-- TEXT --
----
Or for Visual Studio users (using x64 Native Tools Command Prompt for VS):

# e.g. for VS2019:
cmake -S . -B build -G "Visual Studio 16" -A x64  
# e.g. for VS2017:
cmake -S . -B build -G "Visual Studio 15 2017" -DCMAKE_GENERATOR_PLATFORM=x64
# Then to build and run the unit testing program:
cd build
msbuild ALL_BUILD.vcxproj /p:Configuration=Release /m
cd test/Release
saf_test.exe  

Documentation

Doxygen-based documentation is generated via a GitHub Action everytime a commit is pushed to the master branch. The documentation is hosted here.

Alternatively, you may generate the documentation yourself (e.g. for the other branches) with the following commands:

cd docs/doxygen
doxygen doxygen_config
# (optional) to also build the pdf version:
cd latex
make

Examples

Several examples have also been included in the repository, which may serve as a starting point for learning how to use the framework:

ambi_bin - a binaural Ambisonic decoder with built-in rotator. It supports the following decoding options: least-squares (LS), spatial re-sampling (SPR), Time-alignment (TA), Magnitude Least-Squares (MagLS).
----
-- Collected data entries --
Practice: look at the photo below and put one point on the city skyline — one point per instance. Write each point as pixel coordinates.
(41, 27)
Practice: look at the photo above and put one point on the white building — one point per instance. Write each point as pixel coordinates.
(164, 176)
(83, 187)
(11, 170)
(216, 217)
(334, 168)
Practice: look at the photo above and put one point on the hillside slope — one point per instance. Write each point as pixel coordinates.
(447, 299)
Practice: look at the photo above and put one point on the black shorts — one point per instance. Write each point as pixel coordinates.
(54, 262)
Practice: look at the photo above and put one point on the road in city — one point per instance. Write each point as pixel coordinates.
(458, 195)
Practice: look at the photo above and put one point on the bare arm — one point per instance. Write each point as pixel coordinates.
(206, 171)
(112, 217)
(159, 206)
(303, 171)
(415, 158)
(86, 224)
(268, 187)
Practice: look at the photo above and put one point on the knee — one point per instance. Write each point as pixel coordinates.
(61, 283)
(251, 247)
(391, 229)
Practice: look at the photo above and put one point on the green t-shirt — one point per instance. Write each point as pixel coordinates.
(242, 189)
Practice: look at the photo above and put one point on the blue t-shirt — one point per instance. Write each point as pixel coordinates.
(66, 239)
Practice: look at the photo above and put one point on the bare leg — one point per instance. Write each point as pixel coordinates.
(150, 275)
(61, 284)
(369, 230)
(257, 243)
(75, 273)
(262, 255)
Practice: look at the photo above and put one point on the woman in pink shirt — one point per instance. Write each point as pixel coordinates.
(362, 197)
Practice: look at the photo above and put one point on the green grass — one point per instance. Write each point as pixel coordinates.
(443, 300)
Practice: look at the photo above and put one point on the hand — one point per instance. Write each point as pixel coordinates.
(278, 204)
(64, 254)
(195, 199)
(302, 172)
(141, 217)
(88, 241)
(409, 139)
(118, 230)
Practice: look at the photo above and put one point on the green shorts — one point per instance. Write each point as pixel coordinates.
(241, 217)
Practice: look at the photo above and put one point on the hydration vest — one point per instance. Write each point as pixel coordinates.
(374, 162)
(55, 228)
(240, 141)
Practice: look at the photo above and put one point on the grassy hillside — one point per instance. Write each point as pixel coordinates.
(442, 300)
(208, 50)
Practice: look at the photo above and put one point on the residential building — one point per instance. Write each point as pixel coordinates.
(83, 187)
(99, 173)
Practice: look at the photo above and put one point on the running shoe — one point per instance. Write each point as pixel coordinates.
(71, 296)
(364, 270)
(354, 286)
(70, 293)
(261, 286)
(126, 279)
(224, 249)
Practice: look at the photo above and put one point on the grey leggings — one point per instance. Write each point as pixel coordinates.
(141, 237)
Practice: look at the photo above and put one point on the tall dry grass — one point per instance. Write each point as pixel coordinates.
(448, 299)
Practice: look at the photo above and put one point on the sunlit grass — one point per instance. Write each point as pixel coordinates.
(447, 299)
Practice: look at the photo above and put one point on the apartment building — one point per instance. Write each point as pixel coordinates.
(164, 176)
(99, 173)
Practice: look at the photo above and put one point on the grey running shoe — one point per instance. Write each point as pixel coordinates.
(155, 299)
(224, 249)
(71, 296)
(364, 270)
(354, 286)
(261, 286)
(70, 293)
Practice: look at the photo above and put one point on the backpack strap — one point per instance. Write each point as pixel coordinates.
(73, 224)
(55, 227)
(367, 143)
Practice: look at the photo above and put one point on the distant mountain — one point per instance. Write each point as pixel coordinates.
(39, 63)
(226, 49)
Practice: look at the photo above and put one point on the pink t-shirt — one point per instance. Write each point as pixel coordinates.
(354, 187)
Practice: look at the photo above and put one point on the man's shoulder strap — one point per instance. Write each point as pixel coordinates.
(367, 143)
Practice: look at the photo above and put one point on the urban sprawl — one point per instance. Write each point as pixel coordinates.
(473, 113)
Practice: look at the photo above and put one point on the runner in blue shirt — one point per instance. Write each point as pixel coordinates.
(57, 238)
----
-- WRITTEN INSTRUCTION 1 --
Reproduce the entries verbatim, from the line containing "on the man's" through the last line of the entries, both included.
-- WRITTEN INSTRUCTION 2 --
Continue the framework notes from the point where they stop.
The entries gathered here bear no relation to the framework notes.

-- RIGHT ANSWER 1 --
Practice: look at the photo above and put one point on the man's shoulder strap — one point per instance. Write each point as pixel coordinates.
(367, 143)
Practice: look at the photo above and put one point on the urban sprawl — one point per instance. Write each point as pixel coordinates.
(473, 113)
Practice: look at the photo above and put one point on the runner in blue shirt — one point per instance. Write each point as pixel coordinates.
(57, 238)

-- RIGHT ANSWER 2 --
ambi_dec - a frequency-dependent Ambisonic decoder. It supports the following decoding options: sampling Ambisonic decoder (SAD), AllRAD, Energy-Preserving decoder (EPAD), Mode-Matching decoder (MMD).
ambi_drc - a frequency-dependent dynamic range compressor (DRC) for Ambisonic signals.
ambi_enc - a basic Ambisonic encoder.
ambi_roomsim - an Ambisonic encoder that also includes reflections and source distance based on an image-source model of a shoebox room. Multiple sources and Ambisonic receivers are supported.
array2sh - converts microphone array signals into spherical harmonic signals (aka Ambisonic signals), based on theoretical descriptions of the array configuration and construction.
beamformer - a beamformer/virtual microphone generator for Ambisonic signals, with several different beam pattern options.
binauraliser - convolves input audio with interpolated HRTFs, which can be optionally loaded from a SOFA file.
binauraliser_nf - binauraliser, with the addition of proximity filtering for near field sound sources.
decorrelator - a basic multi-channel signal decorrelator.
dirass - a sound-field visualiser based on re-assigning the energy of beamformers. This re-assignment is based on the DoA estimates extracted from spatially-localised active-intensity vectors, which are biased towards each beamformer direction.
matrixconv - a basic matrix convolver with an optional partitioned convolution mode.
multiconv - a basic multi-channel convolver with an optional partitioned convolution mode.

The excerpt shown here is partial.